-- MATERIAL PROVIDED follows --
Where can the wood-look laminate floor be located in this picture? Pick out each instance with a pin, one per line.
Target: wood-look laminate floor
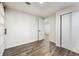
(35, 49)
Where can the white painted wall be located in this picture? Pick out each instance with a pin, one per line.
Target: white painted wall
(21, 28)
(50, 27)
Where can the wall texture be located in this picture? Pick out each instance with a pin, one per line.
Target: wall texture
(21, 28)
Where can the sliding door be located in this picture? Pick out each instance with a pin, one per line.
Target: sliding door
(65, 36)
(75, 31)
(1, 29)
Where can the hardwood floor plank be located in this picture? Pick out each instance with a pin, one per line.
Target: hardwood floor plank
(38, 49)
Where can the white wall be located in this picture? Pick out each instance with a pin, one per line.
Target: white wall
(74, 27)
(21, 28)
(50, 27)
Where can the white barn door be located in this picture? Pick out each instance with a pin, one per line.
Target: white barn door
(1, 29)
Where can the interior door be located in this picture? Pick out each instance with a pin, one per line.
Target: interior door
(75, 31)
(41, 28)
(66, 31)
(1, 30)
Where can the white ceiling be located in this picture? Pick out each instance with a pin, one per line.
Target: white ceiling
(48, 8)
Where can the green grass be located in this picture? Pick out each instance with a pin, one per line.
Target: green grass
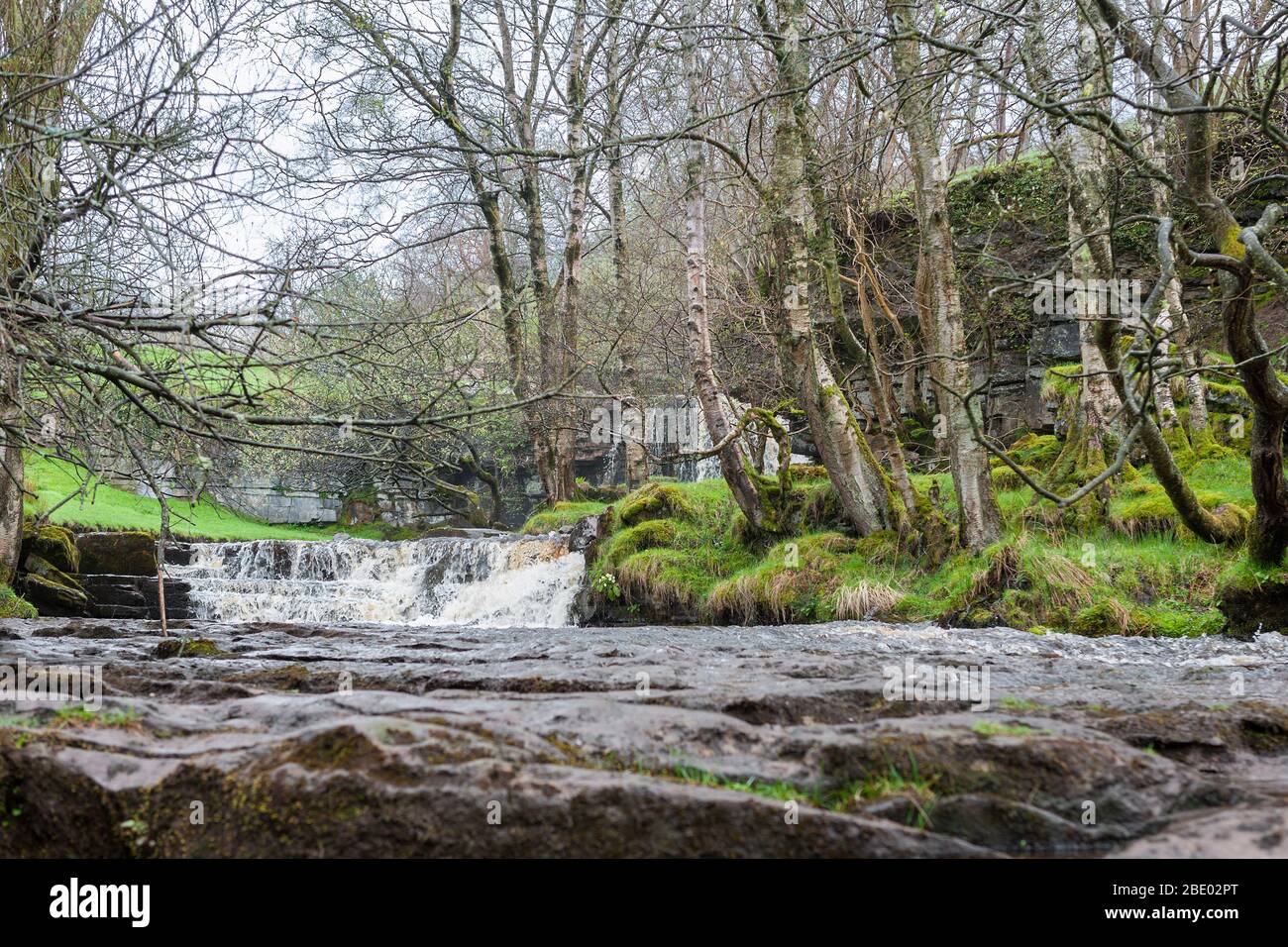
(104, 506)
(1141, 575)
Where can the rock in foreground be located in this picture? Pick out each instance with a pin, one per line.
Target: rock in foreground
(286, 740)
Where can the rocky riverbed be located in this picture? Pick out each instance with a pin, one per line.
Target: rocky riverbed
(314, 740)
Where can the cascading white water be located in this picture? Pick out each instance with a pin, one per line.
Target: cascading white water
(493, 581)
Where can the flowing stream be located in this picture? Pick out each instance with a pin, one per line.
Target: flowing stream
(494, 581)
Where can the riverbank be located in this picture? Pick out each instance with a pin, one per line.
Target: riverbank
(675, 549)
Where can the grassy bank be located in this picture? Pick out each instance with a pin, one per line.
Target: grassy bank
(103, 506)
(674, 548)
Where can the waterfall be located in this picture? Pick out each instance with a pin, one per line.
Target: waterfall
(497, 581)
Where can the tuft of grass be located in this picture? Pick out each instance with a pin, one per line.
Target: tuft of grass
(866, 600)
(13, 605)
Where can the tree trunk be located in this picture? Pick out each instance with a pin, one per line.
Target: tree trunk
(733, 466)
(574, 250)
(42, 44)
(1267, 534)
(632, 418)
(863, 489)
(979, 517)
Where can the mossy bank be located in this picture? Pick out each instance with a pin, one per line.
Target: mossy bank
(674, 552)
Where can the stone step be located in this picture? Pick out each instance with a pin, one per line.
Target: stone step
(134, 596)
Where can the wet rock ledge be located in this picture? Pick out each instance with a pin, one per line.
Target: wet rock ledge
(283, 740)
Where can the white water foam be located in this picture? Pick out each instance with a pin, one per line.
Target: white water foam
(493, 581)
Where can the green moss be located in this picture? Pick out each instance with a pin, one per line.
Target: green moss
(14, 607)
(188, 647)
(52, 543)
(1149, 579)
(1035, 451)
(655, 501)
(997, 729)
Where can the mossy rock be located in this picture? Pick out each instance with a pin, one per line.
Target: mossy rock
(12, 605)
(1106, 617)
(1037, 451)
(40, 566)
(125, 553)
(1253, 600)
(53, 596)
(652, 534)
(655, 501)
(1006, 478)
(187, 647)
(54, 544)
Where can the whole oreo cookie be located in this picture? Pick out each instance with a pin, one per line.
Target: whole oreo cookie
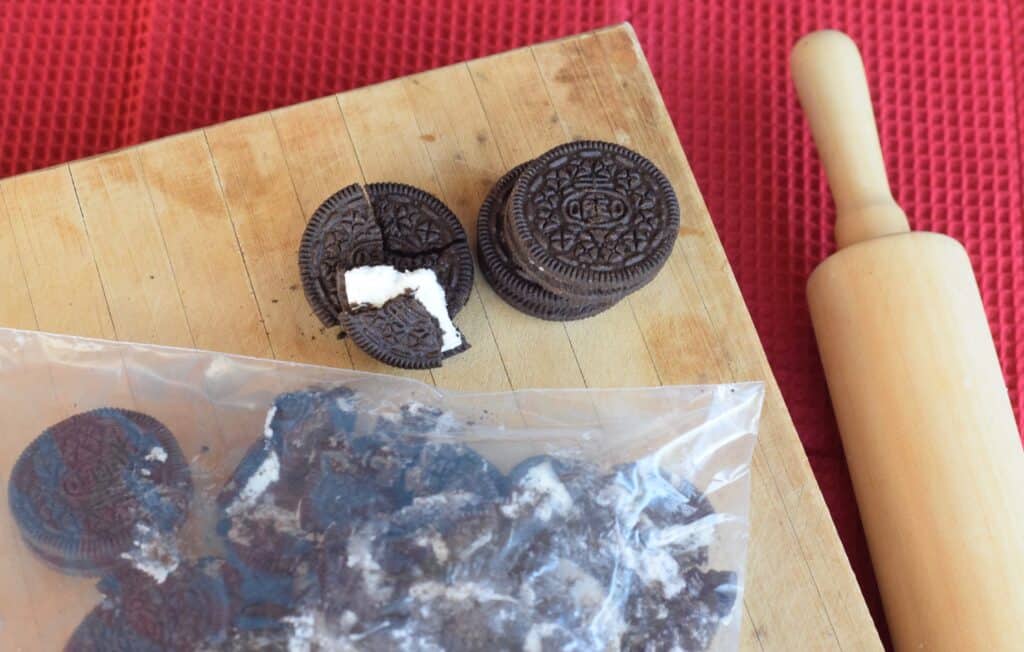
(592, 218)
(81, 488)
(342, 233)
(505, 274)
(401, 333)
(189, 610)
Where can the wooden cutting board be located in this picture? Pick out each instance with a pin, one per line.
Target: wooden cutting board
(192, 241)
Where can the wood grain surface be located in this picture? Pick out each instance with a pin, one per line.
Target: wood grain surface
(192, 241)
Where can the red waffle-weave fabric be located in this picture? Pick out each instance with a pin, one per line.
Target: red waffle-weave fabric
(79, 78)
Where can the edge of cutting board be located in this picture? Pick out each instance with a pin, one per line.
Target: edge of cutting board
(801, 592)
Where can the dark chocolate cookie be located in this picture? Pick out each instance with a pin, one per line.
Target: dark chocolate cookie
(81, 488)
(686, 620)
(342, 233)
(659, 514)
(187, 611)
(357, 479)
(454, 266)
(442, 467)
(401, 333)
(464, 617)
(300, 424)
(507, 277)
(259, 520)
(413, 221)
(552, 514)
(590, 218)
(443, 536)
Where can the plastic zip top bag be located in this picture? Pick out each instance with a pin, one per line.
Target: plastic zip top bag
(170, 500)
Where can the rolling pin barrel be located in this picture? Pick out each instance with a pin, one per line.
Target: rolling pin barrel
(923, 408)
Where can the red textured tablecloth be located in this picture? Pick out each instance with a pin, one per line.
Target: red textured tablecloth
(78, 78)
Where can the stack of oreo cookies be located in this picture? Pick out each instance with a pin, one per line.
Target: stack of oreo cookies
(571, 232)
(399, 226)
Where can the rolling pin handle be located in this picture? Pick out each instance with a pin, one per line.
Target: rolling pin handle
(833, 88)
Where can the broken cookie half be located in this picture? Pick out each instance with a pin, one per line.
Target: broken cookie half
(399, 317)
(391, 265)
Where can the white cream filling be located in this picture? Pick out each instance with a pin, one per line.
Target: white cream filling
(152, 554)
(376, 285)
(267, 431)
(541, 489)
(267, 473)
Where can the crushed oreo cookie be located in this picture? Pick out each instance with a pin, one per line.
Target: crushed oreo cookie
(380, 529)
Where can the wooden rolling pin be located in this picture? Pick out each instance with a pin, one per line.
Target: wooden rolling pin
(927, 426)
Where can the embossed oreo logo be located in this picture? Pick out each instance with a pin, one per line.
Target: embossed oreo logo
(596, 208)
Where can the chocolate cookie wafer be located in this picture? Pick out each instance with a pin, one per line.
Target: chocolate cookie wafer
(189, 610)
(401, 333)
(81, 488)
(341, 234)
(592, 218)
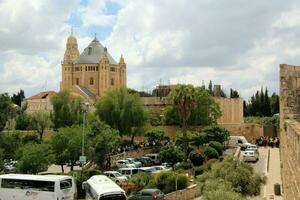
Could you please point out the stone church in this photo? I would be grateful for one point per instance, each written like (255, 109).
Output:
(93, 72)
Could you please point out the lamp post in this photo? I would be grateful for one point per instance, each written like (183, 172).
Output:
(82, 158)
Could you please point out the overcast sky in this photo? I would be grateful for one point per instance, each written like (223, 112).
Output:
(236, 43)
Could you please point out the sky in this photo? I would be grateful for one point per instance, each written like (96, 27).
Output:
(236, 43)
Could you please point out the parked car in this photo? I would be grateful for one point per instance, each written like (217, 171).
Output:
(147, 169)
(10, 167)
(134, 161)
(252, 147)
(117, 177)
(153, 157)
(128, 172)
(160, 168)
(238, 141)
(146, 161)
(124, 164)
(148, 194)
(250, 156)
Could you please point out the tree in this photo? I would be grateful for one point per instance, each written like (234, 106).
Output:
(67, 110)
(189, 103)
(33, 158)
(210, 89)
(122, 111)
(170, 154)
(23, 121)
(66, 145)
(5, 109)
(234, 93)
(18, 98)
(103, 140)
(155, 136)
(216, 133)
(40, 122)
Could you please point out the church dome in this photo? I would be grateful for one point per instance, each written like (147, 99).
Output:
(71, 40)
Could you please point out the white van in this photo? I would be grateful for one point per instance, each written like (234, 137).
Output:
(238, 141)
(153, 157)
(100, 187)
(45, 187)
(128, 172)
-- MATERIAL PROVIDED concluded --
-- MATERIAL PROVIDED follows --
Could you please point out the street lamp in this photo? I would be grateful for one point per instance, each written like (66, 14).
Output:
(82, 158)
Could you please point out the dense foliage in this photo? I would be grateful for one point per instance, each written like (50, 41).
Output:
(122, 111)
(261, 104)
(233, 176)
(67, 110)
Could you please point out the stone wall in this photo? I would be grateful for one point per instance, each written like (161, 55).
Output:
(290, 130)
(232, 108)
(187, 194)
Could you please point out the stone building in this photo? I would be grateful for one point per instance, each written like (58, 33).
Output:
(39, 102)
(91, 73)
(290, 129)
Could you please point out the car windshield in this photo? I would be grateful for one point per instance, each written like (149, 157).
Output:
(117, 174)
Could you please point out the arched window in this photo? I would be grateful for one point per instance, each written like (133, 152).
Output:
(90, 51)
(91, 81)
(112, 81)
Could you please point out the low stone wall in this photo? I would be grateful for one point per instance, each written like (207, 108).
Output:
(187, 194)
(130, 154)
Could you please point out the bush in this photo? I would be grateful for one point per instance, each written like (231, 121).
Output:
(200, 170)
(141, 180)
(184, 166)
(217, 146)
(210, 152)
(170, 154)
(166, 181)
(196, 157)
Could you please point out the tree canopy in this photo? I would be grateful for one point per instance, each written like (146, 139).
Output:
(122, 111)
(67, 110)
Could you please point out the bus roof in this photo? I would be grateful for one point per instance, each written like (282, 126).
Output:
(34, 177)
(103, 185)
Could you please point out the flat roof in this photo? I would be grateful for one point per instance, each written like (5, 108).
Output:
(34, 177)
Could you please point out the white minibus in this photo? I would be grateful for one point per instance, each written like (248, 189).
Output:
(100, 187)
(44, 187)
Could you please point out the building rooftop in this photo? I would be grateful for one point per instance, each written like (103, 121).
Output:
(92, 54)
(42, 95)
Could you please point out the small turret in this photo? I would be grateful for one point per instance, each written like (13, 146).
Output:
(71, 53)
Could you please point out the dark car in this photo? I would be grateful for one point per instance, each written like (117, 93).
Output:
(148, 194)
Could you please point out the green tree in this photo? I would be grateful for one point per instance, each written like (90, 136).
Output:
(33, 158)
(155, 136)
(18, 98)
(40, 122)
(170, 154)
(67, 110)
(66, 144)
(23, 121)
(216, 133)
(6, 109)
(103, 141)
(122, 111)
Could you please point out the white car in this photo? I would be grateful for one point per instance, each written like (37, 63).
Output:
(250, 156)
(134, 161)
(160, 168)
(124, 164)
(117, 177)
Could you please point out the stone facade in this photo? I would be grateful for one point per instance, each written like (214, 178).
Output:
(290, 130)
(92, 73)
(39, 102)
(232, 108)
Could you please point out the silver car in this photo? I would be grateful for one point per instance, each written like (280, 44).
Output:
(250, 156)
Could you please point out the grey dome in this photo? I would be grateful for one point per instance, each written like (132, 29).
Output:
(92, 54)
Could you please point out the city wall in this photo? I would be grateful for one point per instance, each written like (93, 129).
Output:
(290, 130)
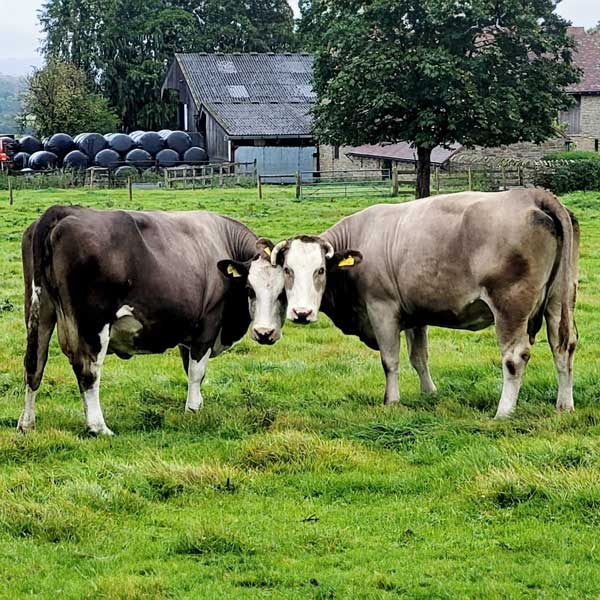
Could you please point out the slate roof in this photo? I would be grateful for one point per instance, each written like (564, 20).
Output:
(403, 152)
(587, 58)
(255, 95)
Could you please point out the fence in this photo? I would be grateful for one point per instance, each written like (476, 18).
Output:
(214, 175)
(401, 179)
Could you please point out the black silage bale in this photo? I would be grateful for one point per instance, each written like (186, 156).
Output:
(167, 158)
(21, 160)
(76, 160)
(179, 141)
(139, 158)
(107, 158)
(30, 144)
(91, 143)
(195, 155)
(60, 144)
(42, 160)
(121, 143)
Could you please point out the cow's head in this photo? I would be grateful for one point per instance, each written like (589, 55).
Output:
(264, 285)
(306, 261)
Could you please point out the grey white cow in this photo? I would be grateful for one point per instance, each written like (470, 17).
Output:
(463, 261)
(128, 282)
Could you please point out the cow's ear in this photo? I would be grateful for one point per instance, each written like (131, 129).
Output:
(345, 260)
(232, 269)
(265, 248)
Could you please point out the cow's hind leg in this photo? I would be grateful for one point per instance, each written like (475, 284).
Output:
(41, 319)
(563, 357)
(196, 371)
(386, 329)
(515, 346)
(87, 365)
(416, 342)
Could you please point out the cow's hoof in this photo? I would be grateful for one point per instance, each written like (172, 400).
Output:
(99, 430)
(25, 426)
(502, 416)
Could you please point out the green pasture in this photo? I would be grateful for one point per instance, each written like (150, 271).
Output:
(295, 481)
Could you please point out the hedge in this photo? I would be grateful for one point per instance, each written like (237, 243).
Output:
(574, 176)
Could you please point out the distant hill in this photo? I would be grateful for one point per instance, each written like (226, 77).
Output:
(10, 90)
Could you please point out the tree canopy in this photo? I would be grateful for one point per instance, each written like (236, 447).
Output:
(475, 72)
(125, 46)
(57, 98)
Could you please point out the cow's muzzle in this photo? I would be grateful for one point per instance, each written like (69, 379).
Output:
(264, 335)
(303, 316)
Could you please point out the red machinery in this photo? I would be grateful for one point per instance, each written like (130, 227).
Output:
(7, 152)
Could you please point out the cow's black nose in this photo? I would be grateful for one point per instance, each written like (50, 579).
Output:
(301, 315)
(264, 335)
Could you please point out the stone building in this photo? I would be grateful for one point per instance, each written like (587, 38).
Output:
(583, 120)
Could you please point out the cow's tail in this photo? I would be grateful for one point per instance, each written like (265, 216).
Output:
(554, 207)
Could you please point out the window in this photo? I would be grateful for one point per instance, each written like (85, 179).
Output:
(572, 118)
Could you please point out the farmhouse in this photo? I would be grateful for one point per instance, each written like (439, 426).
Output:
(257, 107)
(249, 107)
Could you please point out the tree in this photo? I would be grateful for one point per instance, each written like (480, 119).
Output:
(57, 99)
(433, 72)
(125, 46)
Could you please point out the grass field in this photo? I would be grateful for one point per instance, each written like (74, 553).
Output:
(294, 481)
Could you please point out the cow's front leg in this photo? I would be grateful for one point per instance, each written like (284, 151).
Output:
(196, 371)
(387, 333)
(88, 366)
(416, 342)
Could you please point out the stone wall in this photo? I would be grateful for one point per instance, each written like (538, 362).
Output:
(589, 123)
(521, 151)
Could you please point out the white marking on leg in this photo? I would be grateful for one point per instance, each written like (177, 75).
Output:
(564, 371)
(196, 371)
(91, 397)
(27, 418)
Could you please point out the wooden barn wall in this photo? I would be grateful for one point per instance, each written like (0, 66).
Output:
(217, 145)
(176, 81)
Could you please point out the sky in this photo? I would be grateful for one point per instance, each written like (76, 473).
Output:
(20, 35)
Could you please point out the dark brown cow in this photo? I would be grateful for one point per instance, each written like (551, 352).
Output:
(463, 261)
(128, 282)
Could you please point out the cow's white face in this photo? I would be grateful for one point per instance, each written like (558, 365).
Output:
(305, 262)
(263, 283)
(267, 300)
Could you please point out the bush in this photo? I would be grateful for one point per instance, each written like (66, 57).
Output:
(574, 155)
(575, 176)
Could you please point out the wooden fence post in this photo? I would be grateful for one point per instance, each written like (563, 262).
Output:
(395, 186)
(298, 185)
-- MATERIAL PROVIDED concluded --
PROBLEM DESCRIPTION: For every line above that holds the word "building", report the whole line.

SOLUTION FOR THIS TASK:
Could you please point out the stone building in this photo? I would be grateful for one point per instance, each written like (58, 33).
Could you please point out the building rooftop in this photo? I would be grateful for one point per instance, each written like (103, 121).
Could you please point out the stone building in this photo? I would be grateful for one point per instance, each written like (587, 38).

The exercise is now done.